Extracted records:
┄┄┄┄┄┄

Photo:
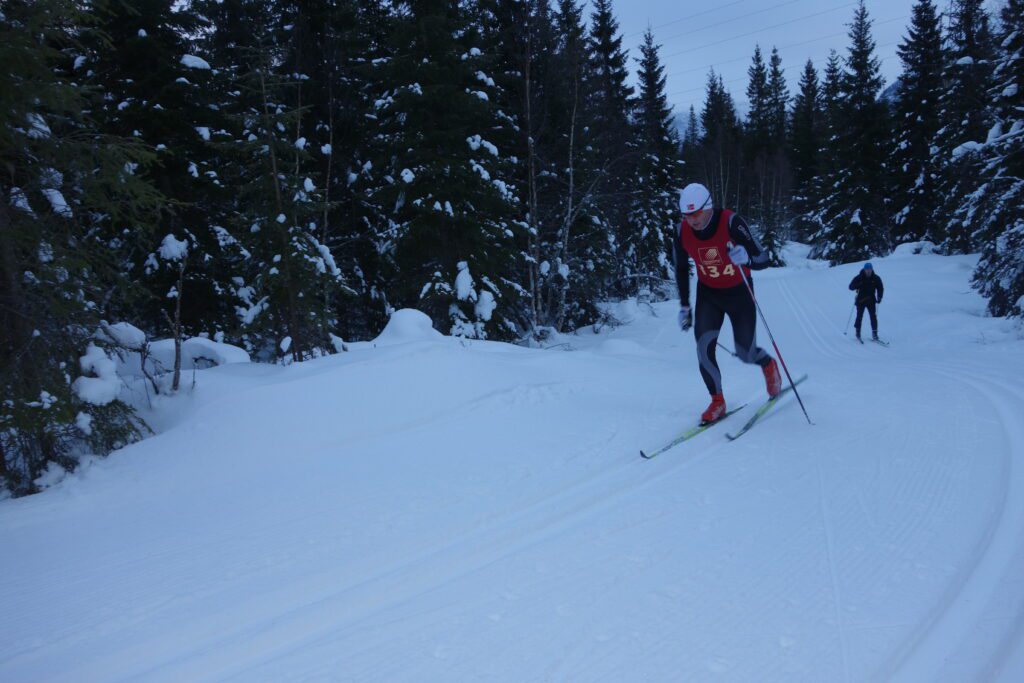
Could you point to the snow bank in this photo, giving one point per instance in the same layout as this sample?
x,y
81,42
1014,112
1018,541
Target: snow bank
x,y
197,353
104,386
913,248
407,326
193,61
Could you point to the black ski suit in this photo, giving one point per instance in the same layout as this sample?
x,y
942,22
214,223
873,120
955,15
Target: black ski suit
x,y
714,304
869,291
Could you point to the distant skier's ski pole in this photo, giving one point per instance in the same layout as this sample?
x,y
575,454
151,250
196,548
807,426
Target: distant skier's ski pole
x,y
772,337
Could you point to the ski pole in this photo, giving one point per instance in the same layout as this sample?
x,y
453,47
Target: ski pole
x,y
772,337
727,349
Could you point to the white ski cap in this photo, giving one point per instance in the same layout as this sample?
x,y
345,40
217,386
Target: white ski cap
x,y
693,198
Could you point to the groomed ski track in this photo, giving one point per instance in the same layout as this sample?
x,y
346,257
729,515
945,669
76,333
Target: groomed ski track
x,y
436,510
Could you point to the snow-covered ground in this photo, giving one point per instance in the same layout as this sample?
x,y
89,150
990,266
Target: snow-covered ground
x,y
425,509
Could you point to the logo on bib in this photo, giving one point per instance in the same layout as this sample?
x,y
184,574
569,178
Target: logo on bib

┄┄┄┄┄┄

Exercise: Omit every picture, then reproduce the rest of the listing exactly.

Worked answer:
Photo:
Could you point to the snow bank in this photo, giving one point per instance in the same layout as this sample?
x,y
81,42
1014,112
1018,541
Target: snow bank
x,y
197,353
104,386
913,248
407,326
193,61
Could you point to the black ski suit in this photo, giving one point per instance in the same layout as this sample?
x,y
942,22
214,223
873,120
955,15
Target: black ski suit
x,y
714,304
869,291
Could you point to the distant skier's ski pole in this photo, giving one point per instance in the same layout as this sample?
x,y
575,454
151,250
196,548
807,426
Target: distant skier's ski pole
x,y
772,337
Could you point to the ski pole in this photo, giving one point per instance in the same layout as this sample?
x,y
453,47
Target: ski pole
x,y
772,337
727,349
Could you point to the white ski cap in this photo, giving one point per instance in the same layout as this sample?
x,y
345,40
217,386
Target: white ski cap
x,y
693,198
Could you point to the groomed ski track in this photo, giving one point per instance in the same layout as this sample?
x,y
346,257
729,515
945,669
76,333
Target: groomed ski track
x,y
436,510
Could you point to the snow-covered ground in this photo, giving one point per instance in the same layout as this sample?
x,y
89,150
990,266
Target: snow-covered ground
x,y
425,509
Could you point to the logo on bib in this photo, giving one point per instance in the same layout as this sample?
x,y
184,574
569,178
Target: logo on bib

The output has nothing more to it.